======== RECORDED INFORMATION ========

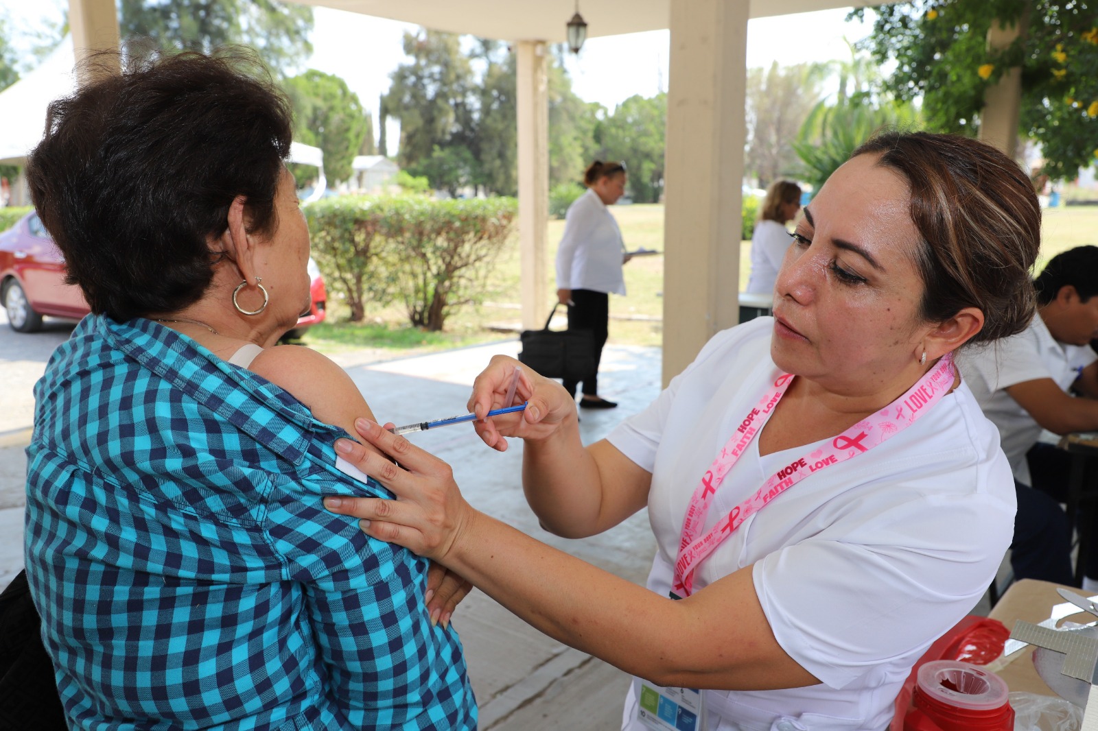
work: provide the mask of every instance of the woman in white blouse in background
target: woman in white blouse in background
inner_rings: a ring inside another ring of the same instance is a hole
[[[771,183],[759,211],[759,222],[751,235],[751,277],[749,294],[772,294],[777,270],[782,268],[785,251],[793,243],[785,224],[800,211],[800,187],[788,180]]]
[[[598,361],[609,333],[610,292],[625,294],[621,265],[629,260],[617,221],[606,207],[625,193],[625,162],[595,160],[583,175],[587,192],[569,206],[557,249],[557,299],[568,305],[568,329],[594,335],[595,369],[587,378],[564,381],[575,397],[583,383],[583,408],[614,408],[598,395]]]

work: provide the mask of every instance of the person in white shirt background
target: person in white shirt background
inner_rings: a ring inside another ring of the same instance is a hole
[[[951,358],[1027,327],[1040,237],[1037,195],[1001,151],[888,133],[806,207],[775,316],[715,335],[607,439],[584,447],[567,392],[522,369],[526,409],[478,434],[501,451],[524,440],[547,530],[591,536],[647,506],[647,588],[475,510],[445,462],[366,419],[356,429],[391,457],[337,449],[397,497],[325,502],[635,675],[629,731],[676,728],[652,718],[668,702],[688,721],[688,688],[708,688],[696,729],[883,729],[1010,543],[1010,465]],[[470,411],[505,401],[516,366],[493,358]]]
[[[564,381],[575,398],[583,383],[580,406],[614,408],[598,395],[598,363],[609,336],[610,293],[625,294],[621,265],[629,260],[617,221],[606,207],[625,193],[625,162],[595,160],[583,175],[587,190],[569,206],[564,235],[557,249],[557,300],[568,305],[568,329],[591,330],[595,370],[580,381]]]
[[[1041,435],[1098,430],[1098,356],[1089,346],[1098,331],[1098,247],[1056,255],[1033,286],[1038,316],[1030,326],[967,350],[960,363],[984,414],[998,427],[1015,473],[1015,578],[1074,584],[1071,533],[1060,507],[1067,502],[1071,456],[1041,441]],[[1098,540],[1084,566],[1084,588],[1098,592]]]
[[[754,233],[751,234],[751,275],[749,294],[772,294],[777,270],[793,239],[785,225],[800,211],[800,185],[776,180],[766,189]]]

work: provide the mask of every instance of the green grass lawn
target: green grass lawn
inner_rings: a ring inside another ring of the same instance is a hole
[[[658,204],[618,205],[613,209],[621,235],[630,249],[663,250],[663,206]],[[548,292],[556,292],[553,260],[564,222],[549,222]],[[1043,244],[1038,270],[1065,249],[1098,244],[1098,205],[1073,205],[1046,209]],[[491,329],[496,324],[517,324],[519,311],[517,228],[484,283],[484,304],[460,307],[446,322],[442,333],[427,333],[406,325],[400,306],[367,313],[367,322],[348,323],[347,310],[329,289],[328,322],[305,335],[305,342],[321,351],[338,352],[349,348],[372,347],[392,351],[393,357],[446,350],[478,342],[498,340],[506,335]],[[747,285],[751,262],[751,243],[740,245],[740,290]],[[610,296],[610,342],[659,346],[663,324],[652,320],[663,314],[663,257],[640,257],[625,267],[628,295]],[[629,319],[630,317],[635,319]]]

========

EXERCISE BRIEF
Please turn all of the material above into a JSON list of strings, one string per line, with blank lines skipped. Leave the picture out of the list.

THE ANSWER
[
  "work: provide the mask of every instance of the woman in white blouse in background",
  "target: woman in white blouse in background",
  "inner_rings: a ring inside another ring of the same instance is a hole",
  "[[[771,183],[759,211],[759,222],[751,235],[751,277],[749,294],[772,294],[777,270],[782,268],[785,251],[793,243],[785,224],[800,211],[800,187],[788,180]]]",
  "[[[598,361],[609,333],[610,292],[625,294],[621,265],[629,260],[617,221],[606,207],[625,193],[625,162],[595,160],[583,175],[587,192],[569,206],[557,249],[557,299],[568,305],[568,329],[594,335],[595,369],[587,378],[564,381],[575,397],[583,383],[583,408],[614,408],[598,395]]]",
  "work: provide the mask of every instance of the person in white shirt background",
  "target: person in white shirt background",
  "inner_rings: a ring inside another ring of the same instance is a hole",
  "[[[951,358],[1027,327],[1040,237],[1037,195],[1001,151],[888,133],[806,207],[775,316],[715,335],[607,439],[584,447],[567,392],[522,369],[526,409],[478,434],[501,451],[524,440],[547,530],[591,536],[647,506],[647,588],[475,510],[445,462],[366,419],[356,429],[391,457],[337,449],[397,497],[325,502],[635,675],[629,731],[676,728],[652,718],[668,702],[688,721],[688,688],[708,688],[696,729],[883,729],[1010,543],[1010,465]],[[470,411],[505,401],[516,366],[493,358]]]",
  "[[[564,381],[575,398],[583,383],[580,406],[614,408],[598,395],[598,363],[609,336],[610,293],[625,294],[621,265],[629,260],[617,221],[606,207],[625,193],[625,162],[595,160],[583,175],[587,190],[569,206],[564,235],[557,249],[557,300],[568,305],[568,329],[591,330],[595,370],[580,381]]]",
  "[[[1041,435],[1098,430],[1098,356],[1089,346],[1098,331],[1098,247],[1056,255],[1033,286],[1038,316],[1030,326],[967,350],[960,363],[984,414],[998,427],[1015,473],[1015,578],[1074,584],[1071,533],[1060,507],[1067,502],[1071,456],[1041,441]],[[1098,540],[1084,566],[1084,588],[1098,592]]]",
  "[[[754,233],[751,234],[751,275],[749,294],[772,294],[777,270],[793,239],[785,225],[800,211],[800,185],[776,180],[766,189]]]",
  "work: provide the mask of every instance of the green grass lawn",
  "target: green grass lawn",
  "inner_rings: a ring inside another ring of the same instance is a hole",
  "[[[658,204],[618,205],[613,209],[621,235],[630,249],[663,250],[663,206]],[[548,292],[556,292],[553,260],[564,222],[549,222]],[[1043,244],[1038,270],[1065,249],[1098,244],[1098,205],[1073,205],[1046,209]],[[491,329],[496,324],[517,324],[519,311],[517,228],[484,283],[484,304],[460,307],[446,322],[442,333],[427,333],[406,325],[400,306],[367,313],[367,322],[348,323],[347,310],[329,289],[328,322],[305,335],[305,342],[321,351],[338,352],[349,348],[372,347],[392,351],[393,357],[446,350],[478,342],[498,340],[506,335]],[[747,285],[751,262],[751,243],[740,245],[740,290]],[[610,296],[610,342],[659,346],[663,324],[652,320],[663,314],[663,257],[640,257],[625,267],[628,295]],[[629,319],[630,317],[635,319]]]"
]